Start of DATA FOR THE TASK

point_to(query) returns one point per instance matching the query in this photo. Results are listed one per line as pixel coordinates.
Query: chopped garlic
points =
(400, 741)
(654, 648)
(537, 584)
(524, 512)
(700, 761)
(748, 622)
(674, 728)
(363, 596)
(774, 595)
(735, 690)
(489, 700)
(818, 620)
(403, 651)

End of DATA FOR THE TASK

● WRITTEN EXERCISE: Copy out every line of the items above with no changes.

● EXPECTED ANSWER:
point_to(query) returns one point per instance matching the query in this photo. Results are listed one per line as pixel coordinates.
Query: chopped garlic
points =
(400, 741)
(654, 648)
(537, 584)
(524, 512)
(700, 761)
(748, 622)
(674, 728)
(363, 596)
(774, 595)
(735, 690)
(489, 700)
(818, 620)
(403, 651)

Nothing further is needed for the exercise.